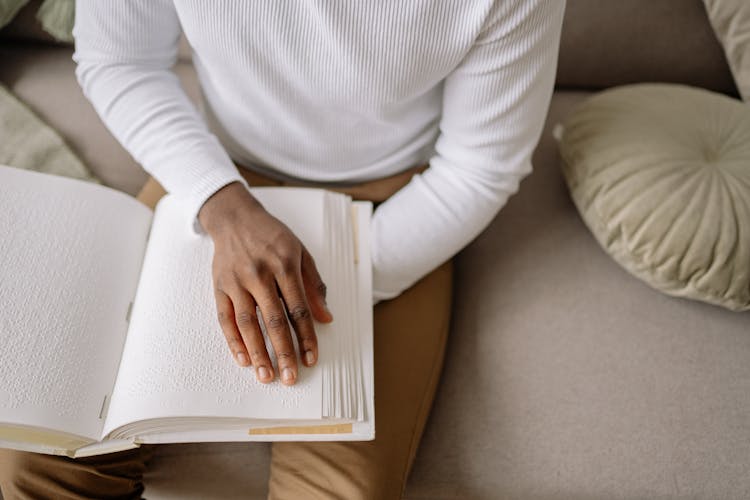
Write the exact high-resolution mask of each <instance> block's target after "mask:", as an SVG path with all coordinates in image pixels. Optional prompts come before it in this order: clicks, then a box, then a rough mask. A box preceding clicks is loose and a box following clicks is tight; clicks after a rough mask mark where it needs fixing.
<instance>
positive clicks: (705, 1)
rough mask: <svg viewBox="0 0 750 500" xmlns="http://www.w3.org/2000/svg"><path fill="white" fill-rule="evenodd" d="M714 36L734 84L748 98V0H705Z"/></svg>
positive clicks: (749, 93) (749, 19) (747, 100)
mask: <svg viewBox="0 0 750 500" xmlns="http://www.w3.org/2000/svg"><path fill="white" fill-rule="evenodd" d="M704 2H705V3H706V11H707V12H708V17H709V19H710V21H711V25H712V26H713V27H714V30H715V31H716V36H717V37H718V38H719V40H720V41H721V43H722V44H723V46H724V52H725V53H726V55H727V60H728V61H729V67H730V68H731V69H732V74H733V75H734V79H735V81H736V82H737V88H738V90H739V91H740V94H741V95H742V98H743V99H744V100H745V101H750V1H748V0H704Z"/></svg>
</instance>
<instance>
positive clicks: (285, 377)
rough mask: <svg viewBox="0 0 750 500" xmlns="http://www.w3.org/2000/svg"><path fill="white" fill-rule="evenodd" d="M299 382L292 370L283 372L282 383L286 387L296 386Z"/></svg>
mask: <svg viewBox="0 0 750 500" xmlns="http://www.w3.org/2000/svg"><path fill="white" fill-rule="evenodd" d="M296 381H297V374H296V373H294V370H292V369H291V368H284V369H283V370H281V383H282V384H284V385H294V383H295V382H296Z"/></svg>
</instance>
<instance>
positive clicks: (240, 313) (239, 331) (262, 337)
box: [215, 290, 273, 383]
mask: <svg viewBox="0 0 750 500" xmlns="http://www.w3.org/2000/svg"><path fill="white" fill-rule="evenodd" d="M215 295H216V309H217V312H218V315H219V324H220V325H221V330H222V332H224V337H225V338H226V340H227V344H228V345H229V350H230V351H231V352H232V355H233V356H234V359H235V360H236V361H237V364H238V365H240V366H250V364H252V365H253V367H254V368H255V376H256V378H257V379H258V380H259V381H260V382H263V383H268V382H271V381H272V380H273V365H272V364H271V359H270V358H269V356H268V352H267V351H266V344H265V342H264V341H263V334H262V333H261V331H260V326H259V325H258V319H257V317H256V314H255V302H253V300H252V297H250V296H249V295H248V294H247V292H245V291H239V293H235V294H234V296H235V299H234V300H232V299H231V298H230V297H229V296H228V295H227V294H226V293H224V292H222V291H220V290H216V293H215ZM243 295H244V297H243Z"/></svg>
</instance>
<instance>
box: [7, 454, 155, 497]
mask: <svg viewBox="0 0 750 500" xmlns="http://www.w3.org/2000/svg"><path fill="white" fill-rule="evenodd" d="M152 453H153V450H152V448H151V447H141V448H138V449H135V450H128V451H124V452H120V453H111V454H107V455H101V456H98V457H87V458H78V459H71V458H67V457H58V456H52V455H42V454H38V453H28V452H22V451H13V450H4V449H2V450H0V491H2V494H3V498H4V500H21V499H23V500H26V499H34V500H37V499H47V498H49V499H60V500H79V499H80V500H82V499H92V498H97V499H102V500H104V499H131V498H133V499H136V498H141V494H142V493H143V482H142V479H143V473H144V472H145V470H146V462H147V461H148V459H149V458H150V457H151V455H152Z"/></svg>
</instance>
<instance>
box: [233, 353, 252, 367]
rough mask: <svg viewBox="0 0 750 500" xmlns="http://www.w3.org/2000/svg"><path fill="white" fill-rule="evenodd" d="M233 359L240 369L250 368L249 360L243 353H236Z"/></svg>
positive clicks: (246, 356) (249, 362)
mask: <svg viewBox="0 0 750 500" xmlns="http://www.w3.org/2000/svg"><path fill="white" fill-rule="evenodd" d="M235 359H236V360H237V364H238V365H240V366H242V367H246V366H250V358H249V357H248V356H247V354H245V353H244V352H238V353H236V354H235Z"/></svg>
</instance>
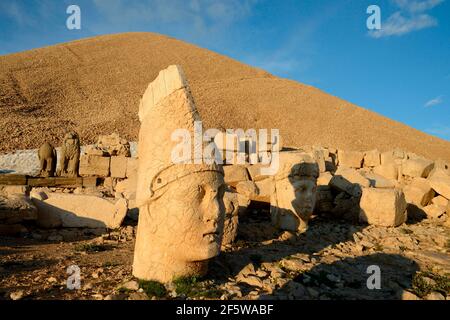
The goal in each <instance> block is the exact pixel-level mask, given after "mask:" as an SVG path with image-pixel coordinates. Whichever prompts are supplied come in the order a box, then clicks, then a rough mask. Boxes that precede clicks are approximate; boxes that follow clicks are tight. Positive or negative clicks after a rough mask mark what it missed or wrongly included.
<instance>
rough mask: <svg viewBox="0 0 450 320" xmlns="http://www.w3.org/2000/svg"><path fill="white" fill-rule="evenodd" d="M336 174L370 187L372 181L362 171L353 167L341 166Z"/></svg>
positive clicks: (352, 180)
mask: <svg viewBox="0 0 450 320" xmlns="http://www.w3.org/2000/svg"><path fill="white" fill-rule="evenodd" d="M334 176H335V177H336V176H342V177H343V178H344V179H345V180H347V181H348V182H350V183H353V184H355V183H356V184H359V185H360V186H361V187H369V186H370V181H369V180H368V179H367V178H366V177H364V176H363V175H362V174H361V173H360V172H358V171H356V170H355V169H352V168H345V167H339V168H338V170H337V171H336V172H335V173H334Z"/></svg>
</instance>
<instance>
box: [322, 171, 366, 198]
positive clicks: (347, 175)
mask: <svg viewBox="0 0 450 320" xmlns="http://www.w3.org/2000/svg"><path fill="white" fill-rule="evenodd" d="M329 185H330V186H331V187H332V188H334V189H336V190H338V191H343V192H346V193H348V194H349V195H351V196H353V197H359V196H361V188H362V187H369V186H370V181H369V180H368V179H367V178H365V177H364V176H362V175H361V174H360V173H359V172H358V171H356V170H355V169H352V168H344V167H339V169H338V170H337V171H336V172H335V174H334V176H333V178H332V179H331V180H330V182H329Z"/></svg>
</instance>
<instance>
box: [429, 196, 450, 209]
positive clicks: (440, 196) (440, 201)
mask: <svg viewBox="0 0 450 320" xmlns="http://www.w3.org/2000/svg"><path fill="white" fill-rule="evenodd" d="M431 203H432V204H435V205H437V206H442V207H446V206H447V205H448V203H449V200H448V199H447V198H445V197H443V196H437V197H434V198H433V199H432V200H431Z"/></svg>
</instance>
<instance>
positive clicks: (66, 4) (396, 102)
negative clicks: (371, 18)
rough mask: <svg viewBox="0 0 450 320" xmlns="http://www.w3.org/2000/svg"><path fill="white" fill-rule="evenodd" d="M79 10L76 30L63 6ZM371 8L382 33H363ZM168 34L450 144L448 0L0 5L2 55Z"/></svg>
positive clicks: (221, 1) (146, 0)
mask: <svg viewBox="0 0 450 320" xmlns="http://www.w3.org/2000/svg"><path fill="white" fill-rule="evenodd" d="M71 4H76V5H78V6H79V7H80V8H81V30H68V29H67V28H66V19H67V18H68V14H66V9H67V7H68V6H69V5H71ZM369 5H378V6H379V7H380V9H381V30H377V31H369V30H368V29H367V26H366V20H367V18H368V17H369V14H367V13H366V10H367V7H368V6H369ZM127 31H150V32H158V33H162V34H167V35H170V36H173V37H175V38H178V39H181V40H185V41H187V42H190V43H194V44H196V45H199V46H201V47H204V48H208V49H211V50H214V51H216V52H219V53H222V54H225V55H228V56H231V57H232V58H235V59H237V60H239V61H242V62H245V63H248V64H250V65H253V66H257V67H260V68H263V69H265V70H267V71H269V72H271V73H273V74H275V75H277V76H280V77H285V78H289V79H293V80H297V81H300V82H302V83H306V84H310V85H313V86H315V87H318V88H320V89H322V90H324V91H326V92H328V93H330V94H333V95H335V96H338V97H341V98H343V99H346V100H348V101H350V102H353V103H355V104H357V105H359V106H361V107H364V108H366V109H370V110H372V111H375V112H378V113H380V114H382V115H384V116H387V117H389V118H392V119H394V120H397V121H400V122H403V123H406V124H408V125H410V126H412V127H414V128H417V129H419V130H422V131H425V132H427V133H430V134H433V135H436V136H439V137H441V138H444V139H447V140H450V0H371V1H365V0H357V1H355V0H139V1H138V0H70V1H66V0H8V1H6V0H1V1H0V55H2V54H8V53H13V52H18V51H23V50H27V49H32V48H38V47H42V46H47V45H52V44H56V43H60V42H66V41H71V40H75V39H79V38H85V37H91V36H96V35H100V34H108V33H118V32H127Z"/></svg>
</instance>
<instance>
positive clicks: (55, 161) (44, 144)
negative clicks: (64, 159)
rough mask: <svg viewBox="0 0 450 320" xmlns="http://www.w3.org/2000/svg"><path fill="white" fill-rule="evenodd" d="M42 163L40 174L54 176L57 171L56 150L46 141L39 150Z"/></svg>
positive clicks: (39, 153)
mask: <svg viewBox="0 0 450 320" xmlns="http://www.w3.org/2000/svg"><path fill="white" fill-rule="evenodd" d="M38 157H39V163H40V176H41V177H53V176H54V175H55V171H56V150H55V148H54V147H53V146H52V145H51V144H50V143H49V142H45V143H44V144H43V145H42V146H41V147H40V148H39V150H38Z"/></svg>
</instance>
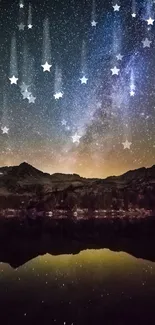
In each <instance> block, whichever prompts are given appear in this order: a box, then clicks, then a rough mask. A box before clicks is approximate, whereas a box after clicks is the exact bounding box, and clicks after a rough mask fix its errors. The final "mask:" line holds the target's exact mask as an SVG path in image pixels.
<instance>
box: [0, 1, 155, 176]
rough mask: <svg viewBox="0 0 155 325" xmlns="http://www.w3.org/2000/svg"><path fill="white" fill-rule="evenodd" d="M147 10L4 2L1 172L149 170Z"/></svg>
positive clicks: (51, 2)
mask: <svg viewBox="0 0 155 325" xmlns="http://www.w3.org/2000/svg"><path fill="white" fill-rule="evenodd" d="M154 2H155V1H152V0H148V1H137V2H136V1H134V0H133V1H129V0H122V1H119V0H118V1H114V2H113V1H106V0H104V1H103V0H94V1H92V0H79V1H78V0H64V1H63V0H53V1H51V0H46V1H44V2H43V1H41V0H34V1H33V2H32V3H30V2H27V1H25V2H23V1H22V0H21V1H20V2H19V1H11V0H6V1H4V0H1V2H0V90H1V91H0V166H8V165H9V166H10V165H18V164H20V163H21V162H23V161H27V162H28V163H30V164H32V165H33V166H35V167H36V168H38V169H41V170H43V171H45V172H49V173H51V174H52V173H55V172H62V173H78V174H80V175H81V176H85V177H106V176H109V175H118V174H122V173H124V172H126V171H127V170H129V169H136V168H140V167H143V166H145V167H149V166H151V165H153V164H154V162H155V129H154V128H155V36H154V35H155V21H154V19H155V3H154ZM111 69H112V70H111ZM46 70H48V71H46ZM15 78H18V79H15ZM10 79H11V80H10Z"/></svg>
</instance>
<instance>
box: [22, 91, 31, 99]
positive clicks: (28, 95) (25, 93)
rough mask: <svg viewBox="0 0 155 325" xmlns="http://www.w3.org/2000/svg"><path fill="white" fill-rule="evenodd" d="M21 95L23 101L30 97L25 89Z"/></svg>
mask: <svg viewBox="0 0 155 325" xmlns="http://www.w3.org/2000/svg"><path fill="white" fill-rule="evenodd" d="M22 95H23V99H28V98H29V97H30V96H31V92H30V91H28V90H27V89H26V90H25V91H23V93H22Z"/></svg>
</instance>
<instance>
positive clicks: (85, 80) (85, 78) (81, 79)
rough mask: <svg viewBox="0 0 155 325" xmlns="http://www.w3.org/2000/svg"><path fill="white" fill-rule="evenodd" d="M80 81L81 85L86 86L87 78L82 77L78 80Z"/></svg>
mask: <svg viewBox="0 0 155 325" xmlns="http://www.w3.org/2000/svg"><path fill="white" fill-rule="evenodd" d="M80 80H81V84H87V81H88V78H86V77H85V76H83V77H82V78H80Z"/></svg>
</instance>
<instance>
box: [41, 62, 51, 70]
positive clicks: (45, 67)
mask: <svg viewBox="0 0 155 325" xmlns="http://www.w3.org/2000/svg"><path fill="white" fill-rule="evenodd" d="M51 67H52V65H51V64H48V62H47V61H46V62H45V64H42V68H43V72H45V71H49V72H50V69H51Z"/></svg>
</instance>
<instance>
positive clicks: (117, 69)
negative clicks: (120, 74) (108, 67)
mask: <svg viewBox="0 0 155 325" xmlns="http://www.w3.org/2000/svg"><path fill="white" fill-rule="evenodd" d="M110 70H111V72H112V75H118V73H119V71H120V69H117V67H114V68H113V69H110Z"/></svg>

____

§ REQUEST: Recast everything from the start of the rows through the line containing "positive clicks: (749, 93)", inclusive, as a Markdown table with the columns Number and Line, one line per table row and blank lines omitted. Leave the pictures out.

§ RESULT FOR THIS EXERCISE:
| Number | Line |
|---|---|
| 1 | Write the exact high-resolution mask of each <instance> block's target after "mask:", as an SVG path with all coordinates in image pixels. Optional prompts come before it in this order: clicks, then a box, then a rough mask. A box preceding clicks is loose and a box following clicks is tight; clicks after a rough mask mark where it needs fixing. |
| 2 | <instance> |
| 3 | positive clicks: (705, 1) |
| 4 | rough mask: <svg viewBox="0 0 750 500" xmlns="http://www.w3.org/2000/svg"><path fill="white" fill-rule="evenodd" d="M714 36L734 84L748 98V0H705Z"/></svg> |
| 5 | positive clicks: (749, 93) (749, 19) (747, 100) |